In a significant development, the much-awaited physical trilateral between Indian, Australian, and French foreign minister took place in London on Tuesday. This is the first-ever trilateral meet of External Affairs Minister S Jaishankar, French Foreign Minister Jean-Yves Le Drian, and Australian FM Marise Payne who met on the sidelines of the G7 foreign minister meet in London.
G7 foreign ministers meeting is the first in-person meeting of foreign minister of the grouping amid pandemic. The meet is happening after a period of more than two-and-a-half years, and the last such meet of G7 FMs was in France in 2019. Members of the G7 are–Canada, France, Germany, Italy, Japan, the United Kingdom, and the United States. For the G7 FMs meet this year, the UK as the host had invited India, Australia, South Korea, South Africa and the secretary-General of the Association of Southeast Asian Nations (ASEAN)
The France, India, Australia trilateral was launched in September 2020 at Foreign Secretaries’ levels with three joint priorities– maritime security, environment, and multilateralism. There have been Senior Official’s meetings on each track since then and now it is being raised to ministerial level. The trilateral mechanism is elevated at the ministerial level within one year of its inception.

Dataset records:
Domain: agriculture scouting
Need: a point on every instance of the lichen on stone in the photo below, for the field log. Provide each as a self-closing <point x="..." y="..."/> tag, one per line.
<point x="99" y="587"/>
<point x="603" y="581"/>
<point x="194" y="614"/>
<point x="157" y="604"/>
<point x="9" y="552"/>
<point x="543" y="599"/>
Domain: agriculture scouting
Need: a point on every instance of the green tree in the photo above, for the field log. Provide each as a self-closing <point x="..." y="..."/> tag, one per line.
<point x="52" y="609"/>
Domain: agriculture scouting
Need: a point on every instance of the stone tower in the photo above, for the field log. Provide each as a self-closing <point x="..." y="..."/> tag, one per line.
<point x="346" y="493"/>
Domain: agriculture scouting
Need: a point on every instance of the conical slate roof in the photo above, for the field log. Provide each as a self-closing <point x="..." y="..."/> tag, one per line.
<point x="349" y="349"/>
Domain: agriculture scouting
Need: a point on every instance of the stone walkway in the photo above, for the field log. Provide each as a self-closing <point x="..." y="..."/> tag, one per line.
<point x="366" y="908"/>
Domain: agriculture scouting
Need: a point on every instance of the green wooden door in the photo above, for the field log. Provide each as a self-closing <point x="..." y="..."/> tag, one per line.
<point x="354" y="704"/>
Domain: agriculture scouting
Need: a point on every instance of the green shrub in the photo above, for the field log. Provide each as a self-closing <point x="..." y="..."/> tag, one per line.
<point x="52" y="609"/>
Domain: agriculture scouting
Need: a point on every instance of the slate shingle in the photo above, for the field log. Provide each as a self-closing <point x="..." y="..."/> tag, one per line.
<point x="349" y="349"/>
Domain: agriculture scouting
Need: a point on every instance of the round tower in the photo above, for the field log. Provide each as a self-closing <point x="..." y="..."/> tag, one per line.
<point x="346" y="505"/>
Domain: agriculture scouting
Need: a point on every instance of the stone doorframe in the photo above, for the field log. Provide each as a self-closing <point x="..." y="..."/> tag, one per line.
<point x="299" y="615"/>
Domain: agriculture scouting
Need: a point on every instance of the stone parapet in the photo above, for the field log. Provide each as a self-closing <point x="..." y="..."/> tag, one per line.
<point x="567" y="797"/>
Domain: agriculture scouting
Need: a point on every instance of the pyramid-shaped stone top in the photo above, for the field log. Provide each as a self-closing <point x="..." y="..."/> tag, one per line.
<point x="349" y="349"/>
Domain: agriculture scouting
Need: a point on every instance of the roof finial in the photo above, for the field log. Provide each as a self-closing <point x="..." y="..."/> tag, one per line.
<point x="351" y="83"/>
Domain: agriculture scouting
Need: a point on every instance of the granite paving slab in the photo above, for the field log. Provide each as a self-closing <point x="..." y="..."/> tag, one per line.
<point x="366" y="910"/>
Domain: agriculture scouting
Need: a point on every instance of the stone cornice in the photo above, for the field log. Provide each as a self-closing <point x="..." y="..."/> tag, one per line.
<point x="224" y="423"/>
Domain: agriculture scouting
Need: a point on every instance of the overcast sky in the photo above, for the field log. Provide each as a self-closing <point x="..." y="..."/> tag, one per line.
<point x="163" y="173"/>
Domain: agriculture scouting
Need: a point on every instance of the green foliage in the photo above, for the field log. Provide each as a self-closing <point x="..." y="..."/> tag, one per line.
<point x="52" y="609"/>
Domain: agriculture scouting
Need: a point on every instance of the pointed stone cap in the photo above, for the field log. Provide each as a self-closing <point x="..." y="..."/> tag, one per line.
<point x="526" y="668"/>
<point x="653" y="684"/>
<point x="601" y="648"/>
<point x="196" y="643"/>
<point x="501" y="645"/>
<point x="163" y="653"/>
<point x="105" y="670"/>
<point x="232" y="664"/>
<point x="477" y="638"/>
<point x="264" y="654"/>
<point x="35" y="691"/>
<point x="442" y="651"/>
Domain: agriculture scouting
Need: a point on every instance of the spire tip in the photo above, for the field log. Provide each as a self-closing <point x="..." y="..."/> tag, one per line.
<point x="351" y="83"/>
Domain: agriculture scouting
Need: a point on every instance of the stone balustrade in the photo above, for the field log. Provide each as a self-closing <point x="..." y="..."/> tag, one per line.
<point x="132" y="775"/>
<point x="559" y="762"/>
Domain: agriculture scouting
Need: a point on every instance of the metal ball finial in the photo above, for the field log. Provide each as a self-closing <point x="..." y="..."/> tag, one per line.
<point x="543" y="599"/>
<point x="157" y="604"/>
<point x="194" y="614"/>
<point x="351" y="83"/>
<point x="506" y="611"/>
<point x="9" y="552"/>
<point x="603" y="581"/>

> _What to work on_:
**a.** Print the passage of the trilateral article from "In a significant" up to and including "meet in London.", copying it word for word.
**b.** Answer these questions using the trilateral article:
(i) In which city did the three foreign ministers meet?
(ii) In which country and year was the last G7 foreign ministers' meeting held?
(iii) In which month and year was the trilateral launched at Foreign Secretaries' level?
**c.** Please go on with the trilateral article, starting right after its final sentence.

> _Task results_:
**a.**
In a significant development, the much-awaited physical trilateral between Indian, Australian, and French foreign minister took place in London on Tuesday. This is the first-ever trilateral meet of External Affairs Minister S Jaishankar, French Foreign Minister Jean-Yves Le Drian, and Australian FM Marise Payne who met on the sidelines of the G7 foreign minister meet in London.

**b.**
(i) London
(ii) France, 2019
(iii) September 2020

**c.**
The focus of the 3 countries is, expectedly also on Indo Pacific as well. Both France and Australia are part of the Indo-Pacific Oceans Initiative(IPOI) announced by India in 2019. In fact, France joining the IPOI was announced during the French foreign minister’s visit to New Delhi last month. Naval forces of all the 3 countries have been also exercising with each other under several formats, from India-France bilateral naval exercises Varuna, to Malabar Naval exercises with the involvement of Quad countries–India, Japan, Australia, and the US or the La Pérouse–Franch Naval forces with Quad member countries.
Earlier this year the mechanism had met at the senior officials level. The Indian side was led by Joint Secretary (Europe West) in MEA, Sandeep Chakravorty while the French side was led by Bertrand Lortholary, Director (Asia and Oceania), and the Australian side was led by Mr. Gary Cowan, First Assistant Secretary (North and South Asia Division) and John Geering, First Assistant Secretary (Europe and Latin America Division).